**What is being asked**
Please output all of the entries exactly and omit any images they hold.

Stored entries
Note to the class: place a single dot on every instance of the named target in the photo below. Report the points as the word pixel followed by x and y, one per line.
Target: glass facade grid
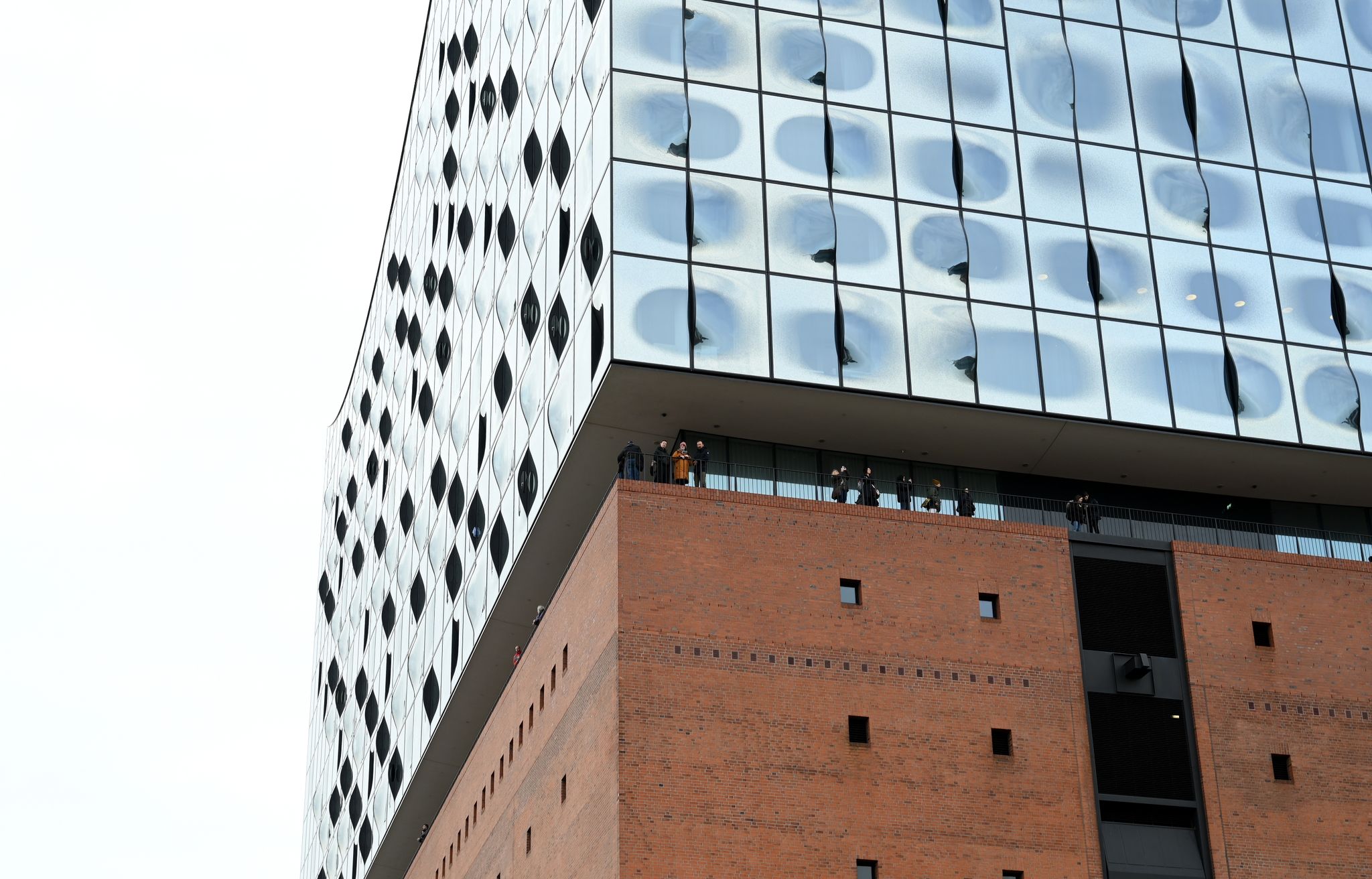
pixel 1198 172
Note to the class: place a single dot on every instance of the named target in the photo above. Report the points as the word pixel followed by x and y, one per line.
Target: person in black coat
pixel 662 464
pixel 965 504
pixel 1091 513
pixel 869 491
pixel 699 462
pixel 630 461
pixel 840 479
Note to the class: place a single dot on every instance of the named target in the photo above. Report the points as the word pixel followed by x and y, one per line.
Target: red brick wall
pixel 733 764
pixel 575 734
pixel 1309 695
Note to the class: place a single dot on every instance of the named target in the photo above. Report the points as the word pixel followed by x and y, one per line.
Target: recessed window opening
pixel 1001 742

**Exercise solution**
Note to the class: place a single dot on every instance of the named target in the photo below. Report the points as the word pixel followed by x and y, one per line.
Target: glass facade grid
pixel 1198 172
Note to the class: place a single dot on every instance of the named target in the photo above. Report the points as the word pixel followed by x and y, one per line.
Target: person in black coat
pixel 662 464
pixel 965 504
pixel 1091 513
pixel 869 491
pixel 699 462
pixel 630 461
pixel 840 479
Note to the class: place a single dot on every instance of the named target in the photo above. Report the points as the word pixel followed by x and y, one per line.
Target: red brick wall
pixel 733 764
pixel 575 734
pixel 1309 695
Note to the class: place a single dot on every instance of the named target in the photo above. Report the points as the word pixel followed by x and y, one per line.
Target: recessed window opening
pixel 1001 742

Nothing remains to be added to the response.